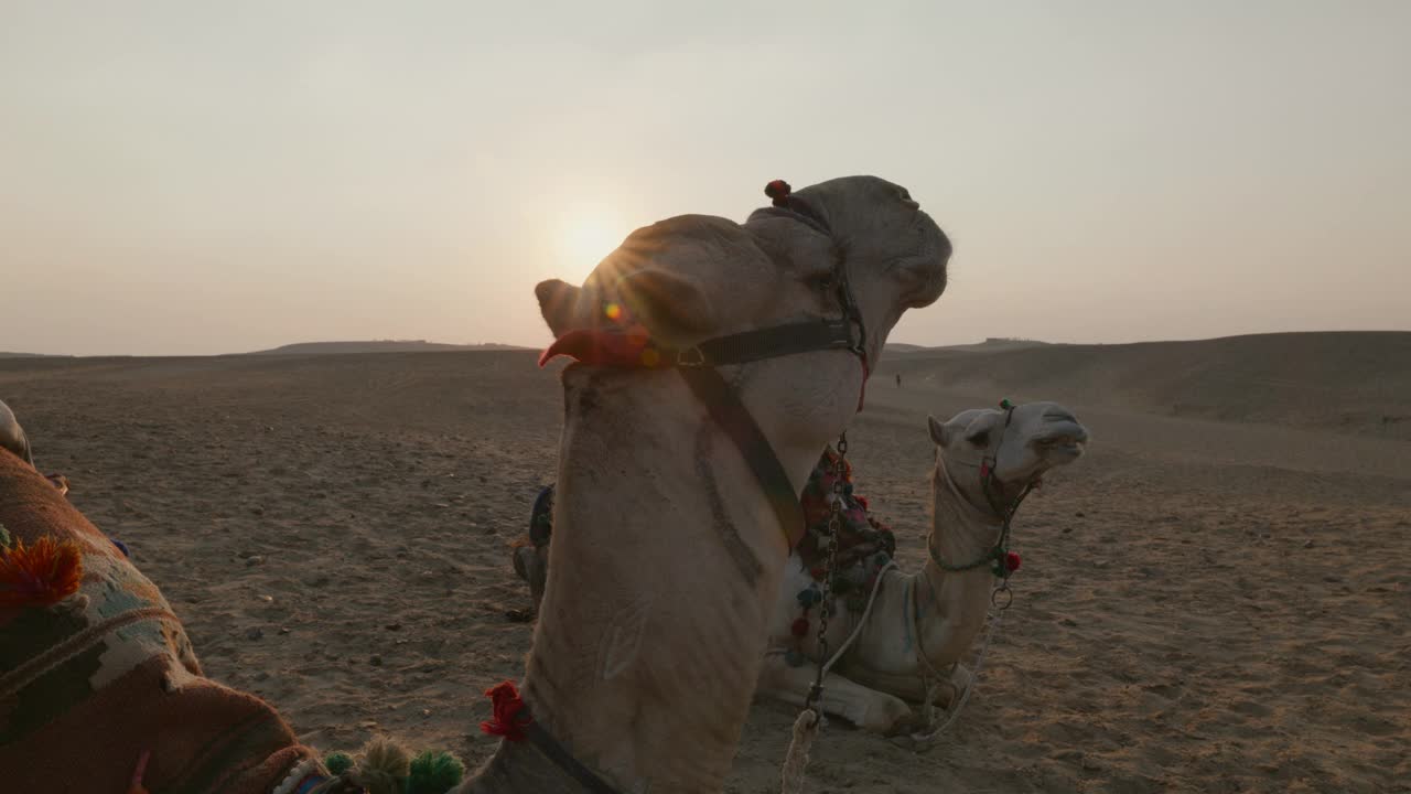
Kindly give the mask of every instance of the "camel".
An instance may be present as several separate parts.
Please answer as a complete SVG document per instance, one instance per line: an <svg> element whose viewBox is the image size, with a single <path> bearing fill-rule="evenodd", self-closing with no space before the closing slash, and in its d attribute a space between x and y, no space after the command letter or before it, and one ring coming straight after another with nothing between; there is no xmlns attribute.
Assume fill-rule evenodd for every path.
<svg viewBox="0 0 1411 794"><path fill-rule="evenodd" d="M745 223L672 218L634 232L581 287L559 280L536 287L556 338L540 363L579 359L560 376L566 415L552 558L567 564L550 567L522 691L505 682L487 692L494 716L483 728L504 740L457 787L461 794L721 790L770 605L804 531L799 492L818 451L861 408L871 367L902 314L945 290L951 256L947 236L907 191L875 177L799 192L775 181L766 195L772 206ZM56 552L51 545L44 554L66 562L37 591L40 600L0 605L0 617L62 623L85 641L106 636L83 622L83 610L109 598L109 591L85 589L92 564L150 603L131 620L152 630L116 639L134 637L120 661L143 672L120 680L141 691L130 702L151 705L103 723L114 739L102 759L76 763L86 745L75 739L69 746L44 730L0 745L0 760L6 753L56 756L41 764L49 777L21 776L21 787L52 787L62 770L82 769L85 786L127 774L114 759L130 760L140 747L138 732L123 721L175 743L190 732L171 733L175 723L164 722L159 709L192 702L183 699L189 692L243 713L241 725L261 726L261 742L247 743L244 756L220 756L229 771L213 767L210 774L230 781L238 770L240 786L222 790L363 787L356 777L325 780L329 770L271 708L206 681L155 585L76 510L55 503L61 494L35 490L35 476L0 452L0 513L18 541L61 538ZM24 562L18 545L8 554L13 567ZM85 565L83 578L75 559ZM0 684L25 695L27 680L11 678ZM111 694L106 677L85 685ZM18 702L21 718L37 716L24 711L28 701ZM205 716L234 733L231 721L209 709ZM20 725L28 730L28 722ZM134 790L143 774L157 778L152 790L172 786L166 749L143 750ZM65 754L72 757L65 762ZM368 759L374 754L384 753ZM203 759L216 763L209 752ZM405 771L406 759L399 764Z"/></svg>
<svg viewBox="0 0 1411 794"><path fill-rule="evenodd" d="M1005 405L962 411L945 424L928 417L935 468L927 562L904 574L859 559L872 562L872 581L858 576L872 603L864 606L856 592L851 608L844 596L831 596L828 647L842 654L838 671L824 678L825 713L895 733L917 726L909 704L954 704L971 685L961 658L985 626L996 578L1007 582L1019 564L1006 554L1006 519L1044 472L1077 461L1088 442L1086 428L1062 405ZM759 694L803 705L820 658L818 612L801 605L818 600L816 576L801 550L794 551L775 603Z"/></svg>
<svg viewBox="0 0 1411 794"><path fill-rule="evenodd" d="M562 374L555 543L522 699L591 766L594 790L721 790L796 531L780 531L780 496L797 509L890 329L945 287L950 240L906 189L849 177L766 192L773 206L744 225L673 218L632 233L581 288L536 290L559 339L546 355L573 349L580 363ZM852 349L717 367L787 478L770 493L691 365L703 339L840 314L861 319ZM583 363L617 359L594 331L638 318L679 350L677 372L649 366L646 350L648 366ZM773 349L737 349L751 345ZM542 745L507 740L461 791L579 791L580 780Z"/></svg>
<svg viewBox="0 0 1411 794"><path fill-rule="evenodd" d="M4 404L4 400L0 400L0 449L8 449L25 463L34 465L30 437L24 434L20 420L14 418L14 411Z"/></svg>

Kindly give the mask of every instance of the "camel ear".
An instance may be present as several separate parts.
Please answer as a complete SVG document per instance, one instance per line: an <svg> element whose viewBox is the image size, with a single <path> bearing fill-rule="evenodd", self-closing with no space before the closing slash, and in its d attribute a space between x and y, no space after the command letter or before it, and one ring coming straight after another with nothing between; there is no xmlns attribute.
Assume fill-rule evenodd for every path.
★ ★ ★ ★
→ What to work on: Omit all pictures while transcribing the entries verbatim.

→ Expected output:
Kindly give the mask of every instance of the "camel".
An instance may be present as several separate parts.
Please answer as a complete SVG document per instance, one instance per line: an <svg> element whose viewBox is the image size, with a single <path> bearing fill-rule="evenodd", self-closing with no space before the closing slash, and in its d attribute a space between x and y, no space after the command letter or before it, and one ring coming straight after another with nothing between; there is no xmlns attribute.
Assume fill-rule evenodd for every path.
<svg viewBox="0 0 1411 794"><path fill-rule="evenodd" d="M745 223L672 218L634 232L581 287L559 280L536 287L556 338L540 363L579 359L560 376L566 415L552 558L567 564L550 567L522 691L505 682L487 692L494 716L483 728L504 740L457 787L461 794L721 790L770 605L804 531L799 492L818 451L861 408L871 367L902 314L945 290L951 256L947 236L907 191L875 177L799 192L775 181L766 195L772 206ZM56 552L51 545L44 554L66 562L37 591L40 600L0 605L0 617L62 623L85 641L106 636L83 622L83 610L109 598L109 591L85 589L92 564L150 603L131 620L152 630L116 639L134 637L120 661L143 672L120 680L141 691L130 702L151 705L103 723L114 739L102 759L76 763L86 745L75 739L69 746L44 730L0 745L0 760L6 753L56 756L41 764L49 777L21 776L21 787L52 787L62 770L82 769L85 786L127 774L114 759L130 760L140 747L138 732L123 721L175 743L190 732L171 733L175 723L164 722L159 709L192 702L183 699L189 692L243 713L241 725L261 726L261 742L247 743L244 756L220 756L229 771L213 767L210 774L230 781L238 770L240 786L222 790L363 787L356 777L325 780L329 770L271 708L206 681L155 585L76 510L55 503L61 494L35 490L35 476L0 452L0 513L18 541L61 538ZM24 562L18 545L8 554L13 567ZM85 565L83 578L75 559ZM0 684L25 695L27 680L11 678ZM111 694L106 677L85 685ZM18 702L21 718L37 716L24 711L28 701ZM205 716L234 733L231 721L209 709ZM20 725L28 730L28 722ZM134 790L143 774L157 778L152 790L172 786L166 749L143 750ZM65 754L72 757L65 762ZM368 759L374 754L384 753ZM203 759L216 763L209 752ZM405 771L406 759L399 764Z"/></svg>
<svg viewBox="0 0 1411 794"><path fill-rule="evenodd" d="M1005 405L962 411L945 424L928 417L935 468L927 562L904 574L859 559L872 562L872 581L858 576L872 603L864 606L856 592L851 608L844 596L831 596L828 647L842 654L838 671L824 678L825 713L895 733L917 726L909 704L954 704L971 685L961 658L985 626L996 578L1007 582L1019 564L1006 554L1006 519L1044 472L1077 461L1088 442L1086 428L1062 405ZM759 694L803 705L820 658L818 612L801 605L818 600L816 576L801 550L794 551L775 603Z"/></svg>
<svg viewBox="0 0 1411 794"><path fill-rule="evenodd" d="M562 374L555 543L522 699L591 766L594 790L721 790L796 531L780 531L780 496L797 509L890 329L945 287L950 240L906 189L849 177L766 192L773 206L744 225L673 218L632 233L581 288L536 290L559 339L546 355L573 349L580 363ZM852 349L717 367L787 478L770 493L691 365L703 339L840 314L861 319ZM583 363L617 359L594 331L638 318L679 350L677 372L649 366L646 350L648 366ZM773 349L737 349L751 345ZM542 745L507 740L461 791L579 791L580 780Z"/></svg>
<svg viewBox="0 0 1411 794"><path fill-rule="evenodd" d="M4 404L4 400L0 400L0 449L8 449L25 463L34 465L30 437L24 434L20 420L14 418L14 411Z"/></svg>

Kindly give the mask of every instance of the "camel ear".
An instance may be present as several separate parts.
Please answer as a complete SVG document per instance, one instance per line: an <svg> element whose viewBox is the image size, with a single <path> bearing fill-rule="evenodd", self-closing with no space before the closing slash, and in its d attribute a space between x and y, no space after the command letter or before it, and one ring coming straight after another with nothing between; there is no xmlns attribute.
Assume fill-rule evenodd for every path.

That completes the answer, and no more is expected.